↓↓↓
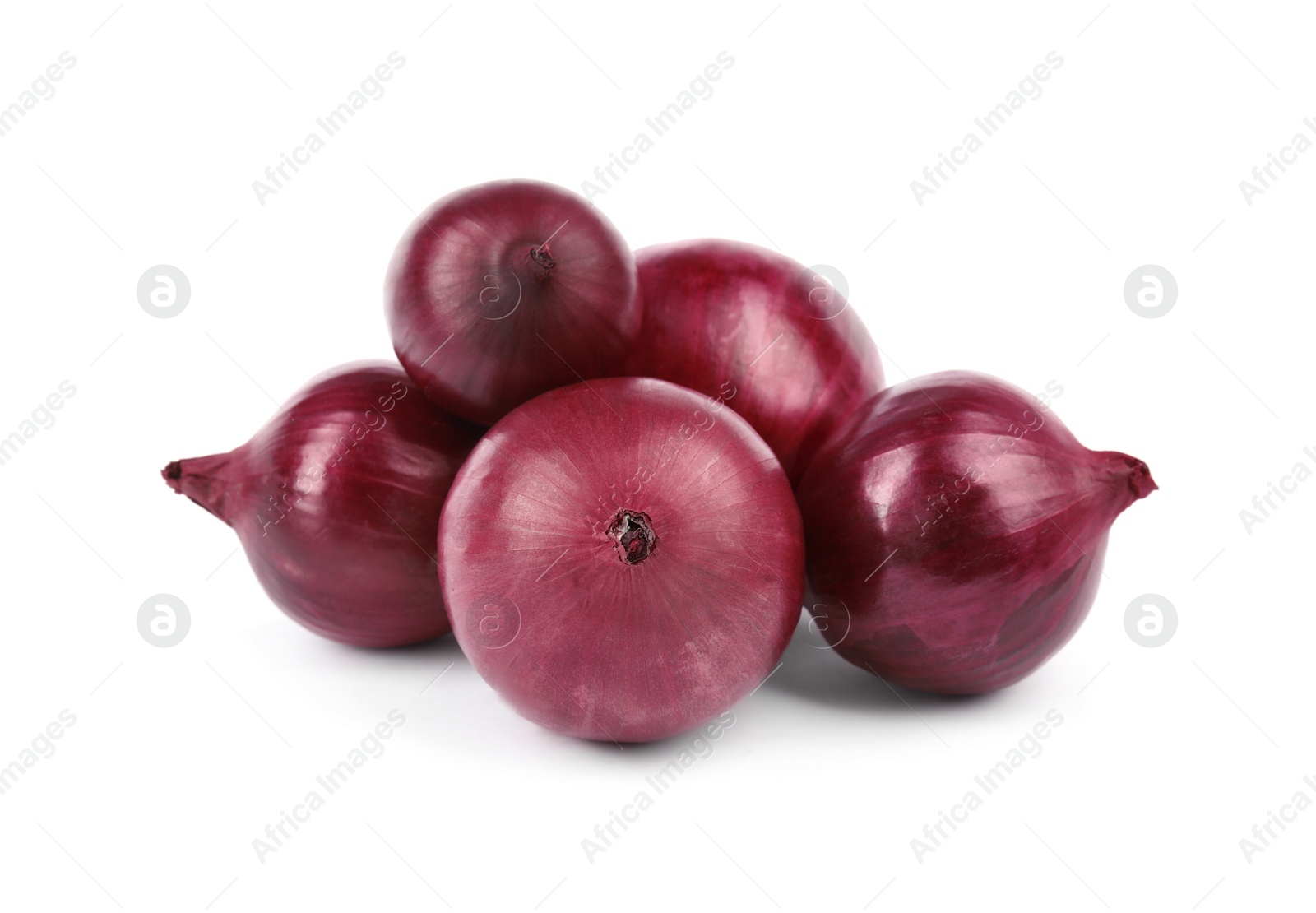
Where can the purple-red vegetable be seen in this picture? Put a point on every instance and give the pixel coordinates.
(760, 331)
(623, 559)
(956, 531)
(336, 502)
(503, 291)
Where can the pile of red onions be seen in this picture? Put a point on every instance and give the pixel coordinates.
(623, 554)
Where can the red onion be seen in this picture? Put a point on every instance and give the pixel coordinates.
(503, 291)
(336, 502)
(760, 331)
(956, 533)
(622, 559)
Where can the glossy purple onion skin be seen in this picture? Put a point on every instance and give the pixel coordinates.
(956, 531)
(762, 331)
(507, 290)
(553, 617)
(359, 465)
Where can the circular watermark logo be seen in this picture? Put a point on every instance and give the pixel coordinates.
(164, 620)
(826, 290)
(831, 623)
(493, 623)
(1151, 291)
(500, 292)
(164, 291)
(1151, 620)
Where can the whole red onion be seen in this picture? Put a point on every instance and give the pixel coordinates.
(336, 502)
(956, 531)
(760, 331)
(622, 559)
(503, 291)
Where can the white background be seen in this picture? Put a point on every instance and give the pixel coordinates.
(1132, 155)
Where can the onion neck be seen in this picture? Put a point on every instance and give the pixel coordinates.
(633, 535)
(541, 261)
(204, 480)
(1129, 472)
↑↑↑
▸ Short task
Rewrite the rows from the line holding "Where can the onion" through the last row, both ends included. Swap "onion neck" for "onion stem" and keep everything else as it is.

▸ Response for this exercise
Where can the onion stem be seen in this picture? Put a point on every instance and give the pixel coordinates.
(633, 535)
(541, 261)
(204, 480)
(1129, 472)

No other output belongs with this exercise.